Look through the material below and copy exactly the lines from the line with "Target: white border" to the line with "Pick out the dry", those two lines included.
===== Information supplied
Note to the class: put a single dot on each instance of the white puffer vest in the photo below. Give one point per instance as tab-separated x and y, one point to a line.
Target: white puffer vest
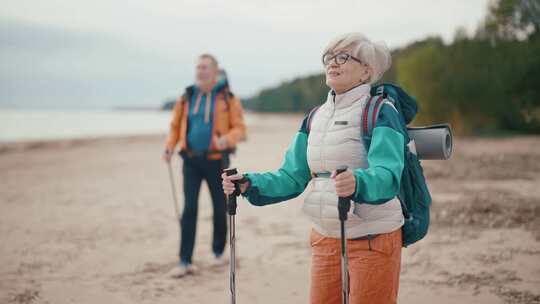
335	139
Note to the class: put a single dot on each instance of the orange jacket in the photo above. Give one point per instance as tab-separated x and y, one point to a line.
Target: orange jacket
228	122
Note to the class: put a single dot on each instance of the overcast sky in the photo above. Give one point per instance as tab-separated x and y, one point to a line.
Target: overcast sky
103	53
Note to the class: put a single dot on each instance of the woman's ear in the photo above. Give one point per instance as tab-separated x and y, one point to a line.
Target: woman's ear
366	76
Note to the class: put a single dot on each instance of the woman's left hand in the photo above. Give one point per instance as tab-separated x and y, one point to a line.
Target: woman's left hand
345	183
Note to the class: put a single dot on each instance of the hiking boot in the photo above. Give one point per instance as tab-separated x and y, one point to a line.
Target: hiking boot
219	261
182	270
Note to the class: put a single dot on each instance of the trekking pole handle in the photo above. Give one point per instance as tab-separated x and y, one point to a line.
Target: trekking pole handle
231	206
344	203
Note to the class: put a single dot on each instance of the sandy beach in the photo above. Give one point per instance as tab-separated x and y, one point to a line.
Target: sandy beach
92	221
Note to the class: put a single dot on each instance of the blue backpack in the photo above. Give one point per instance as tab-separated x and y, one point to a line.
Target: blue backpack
414	194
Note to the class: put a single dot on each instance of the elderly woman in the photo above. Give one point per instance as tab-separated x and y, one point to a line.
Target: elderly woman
352	64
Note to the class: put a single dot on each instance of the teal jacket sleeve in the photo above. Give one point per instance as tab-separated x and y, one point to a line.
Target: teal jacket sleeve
380	182
288	181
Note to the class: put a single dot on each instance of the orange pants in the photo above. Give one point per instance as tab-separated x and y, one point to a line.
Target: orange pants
374	267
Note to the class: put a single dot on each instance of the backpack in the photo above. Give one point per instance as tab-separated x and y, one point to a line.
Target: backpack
414	194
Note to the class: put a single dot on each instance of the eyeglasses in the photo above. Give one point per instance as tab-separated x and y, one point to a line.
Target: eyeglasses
339	58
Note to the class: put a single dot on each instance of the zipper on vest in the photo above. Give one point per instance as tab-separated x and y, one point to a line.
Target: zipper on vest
328	125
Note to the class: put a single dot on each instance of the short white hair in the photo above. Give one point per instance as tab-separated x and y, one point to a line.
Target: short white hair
375	54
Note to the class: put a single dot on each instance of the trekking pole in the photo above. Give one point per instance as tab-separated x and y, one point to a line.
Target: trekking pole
231	210
344	204
173	188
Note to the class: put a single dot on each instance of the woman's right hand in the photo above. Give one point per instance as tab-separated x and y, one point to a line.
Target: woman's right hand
228	185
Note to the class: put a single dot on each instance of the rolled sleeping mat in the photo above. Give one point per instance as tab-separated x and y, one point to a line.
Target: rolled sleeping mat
431	142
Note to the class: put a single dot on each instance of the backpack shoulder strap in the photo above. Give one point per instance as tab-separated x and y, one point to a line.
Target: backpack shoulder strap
310	118
370	113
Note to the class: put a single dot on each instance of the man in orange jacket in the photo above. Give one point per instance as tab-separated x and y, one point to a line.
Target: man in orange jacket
207	124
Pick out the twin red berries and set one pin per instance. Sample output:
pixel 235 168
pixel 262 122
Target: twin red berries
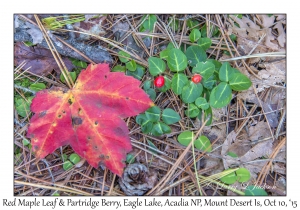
pixel 160 80
pixel 196 78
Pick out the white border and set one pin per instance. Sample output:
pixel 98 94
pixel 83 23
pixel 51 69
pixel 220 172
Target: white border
pixel 8 8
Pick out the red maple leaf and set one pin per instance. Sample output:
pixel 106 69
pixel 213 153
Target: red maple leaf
pixel 88 117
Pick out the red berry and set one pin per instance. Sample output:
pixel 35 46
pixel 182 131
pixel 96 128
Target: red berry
pixel 159 81
pixel 196 78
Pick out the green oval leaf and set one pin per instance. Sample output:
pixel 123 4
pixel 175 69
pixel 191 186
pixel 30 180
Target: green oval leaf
pixel 239 82
pixel 207 115
pixel 202 103
pixel 195 54
pixel 177 60
pixel 243 175
pixel 74 158
pixel 153 148
pixel 144 122
pixel 123 56
pixel 37 86
pixel 119 68
pixel 67 165
pixel 138 73
pixel 205 69
pixel 160 129
pixel 149 23
pixel 191 92
pixel 195 35
pixel 156 66
pixel 226 72
pixel 254 190
pixel 23 106
pixel 153 113
pixel 203 143
pixel 229 178
pixel 185 137
pixel 169 116
pixel 178 82
pixel 164 54
pixel 131 65
pixel 220 96
pixel 204 43
pixel 192 111
pixel 166 86
pixel 130 158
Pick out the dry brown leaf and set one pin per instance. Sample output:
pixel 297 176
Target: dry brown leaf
pixel 259 131
pixel 228 141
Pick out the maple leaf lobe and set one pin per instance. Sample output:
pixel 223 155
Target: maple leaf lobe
pixel 89 117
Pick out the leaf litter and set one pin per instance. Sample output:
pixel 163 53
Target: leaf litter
pixel 253 143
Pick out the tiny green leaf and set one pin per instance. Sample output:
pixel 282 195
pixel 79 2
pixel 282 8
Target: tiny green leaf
pixel 119 68
pixel 164 54
pixel 203 143
pixel 74 158
pixel 204 43
pixel 185 137
pixel 153 113
pixel 195 54
pixel 192 111
pixel 207 115
pixel 229 178
pixel 67 165
pixel 194 35
pixel 144 122
pixel 22 106
pixel 37 86
pixel 254 190
pixel 138 73
pixel 192 23
pixel 178 82
pixel 202 103
pixel 169 116
pixel 149 23
pixel 205 69
pixel 160 129
pixel 220 96
pixel 123 56
pixel 156 66
pixel 177 61
pixel 130 158
pixel 226 72
pixel 243 175
pixel 131 65
pixel 239 82
pixel 191 92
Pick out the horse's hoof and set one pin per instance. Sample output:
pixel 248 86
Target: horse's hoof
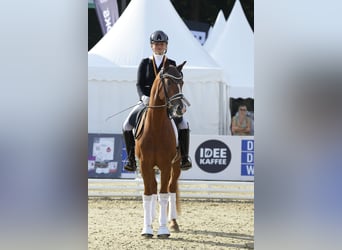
pixel 163 232
pixel 147 232
pixel 163 236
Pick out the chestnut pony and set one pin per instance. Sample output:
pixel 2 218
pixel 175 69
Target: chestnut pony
pixel 156 147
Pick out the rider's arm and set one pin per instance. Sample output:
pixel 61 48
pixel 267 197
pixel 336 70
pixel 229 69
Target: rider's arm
pixel 141 78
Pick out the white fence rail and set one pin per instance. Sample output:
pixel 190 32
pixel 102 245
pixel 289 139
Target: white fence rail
pixel 188 189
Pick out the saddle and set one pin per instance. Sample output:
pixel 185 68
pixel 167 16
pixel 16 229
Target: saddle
pixel 139 122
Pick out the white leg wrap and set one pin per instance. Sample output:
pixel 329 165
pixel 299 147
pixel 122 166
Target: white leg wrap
pixel 172 206
pixel 163 200
pixel 147 229
pixel 153 206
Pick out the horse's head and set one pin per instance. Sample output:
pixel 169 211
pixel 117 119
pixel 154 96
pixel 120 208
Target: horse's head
pixel 172 83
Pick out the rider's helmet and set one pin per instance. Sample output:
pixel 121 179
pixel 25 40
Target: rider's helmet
pixel 158 36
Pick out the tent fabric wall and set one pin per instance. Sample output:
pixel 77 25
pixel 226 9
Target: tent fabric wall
pixel 216 31
pixel 107 97
pixel 234 52
pixel 128 40
pixel 113 62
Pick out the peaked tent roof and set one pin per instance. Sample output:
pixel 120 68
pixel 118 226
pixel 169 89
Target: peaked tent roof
pixel 216 32
pixel 234 52
pixel 128 40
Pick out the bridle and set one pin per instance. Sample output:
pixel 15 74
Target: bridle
pixel 177 97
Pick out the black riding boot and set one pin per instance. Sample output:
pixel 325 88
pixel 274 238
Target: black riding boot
pixel 184 139
pixel 130 149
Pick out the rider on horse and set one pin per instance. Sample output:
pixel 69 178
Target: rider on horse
pixel 147 72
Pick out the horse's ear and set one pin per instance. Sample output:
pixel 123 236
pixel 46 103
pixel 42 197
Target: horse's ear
pixel 180 67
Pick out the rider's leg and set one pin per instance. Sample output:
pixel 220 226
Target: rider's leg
pixel 184 140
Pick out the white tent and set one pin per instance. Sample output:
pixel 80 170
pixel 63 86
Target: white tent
pixel 216 31
pixel 112 86
pixel 234 52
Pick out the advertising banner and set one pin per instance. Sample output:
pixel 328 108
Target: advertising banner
pixel 104 155
pixel 216 157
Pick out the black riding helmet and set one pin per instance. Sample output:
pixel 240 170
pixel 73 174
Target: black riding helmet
pixel 158 36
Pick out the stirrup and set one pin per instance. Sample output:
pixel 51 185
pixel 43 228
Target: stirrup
==========
**Answer to this task:**
Target: white border
pixel 8 8
Pick out the red maple leaf and set one pin per instance. Sample output:
pixel 106 69
pixel 213 153
Target: red maple leaf
pixel 88 117
Pick out the red berry and set one pin per instance. Sample output:
pixel 35 46
pixel 182 131
pixel 96 128
Target: red berry
pixel 159 81
pixel 196 78
Pick out the green oval leaf and set one pin per instance. Sample output:
pixel 123 4
pixel 175 69
pixel 191 186
pixel 30 180
Target: green oval leaf
pixel 239 82
pixel 207 115
pixel 202 103
pixel 195 54
pixel 177 60
pixel 243 175
pixel 74 158
pixel 153 148
pixel 144 122
pixel 123 56
pixel 37 86
pixel 119 68
pixel 67 165
pixel 138 73
pixel 205 69
pixel 160 129
pixel 149 23
pixel 191 92
pixel 195 35
pixel 156 66
pixel 226 72
pixel 254 190
pixel 23 106
pixel 153 113
pixel 203 143
pixel 229 178
pixel 185 137
pixel 169 116
pixel 178 82
pixel 164 54
pixel 131 65
pixel 220 96
pixel 204 43
pixel 192 111
pixel 166 86
pixel 130 158
Pick out the dry brown leaf and set one pin per instance. Sample output:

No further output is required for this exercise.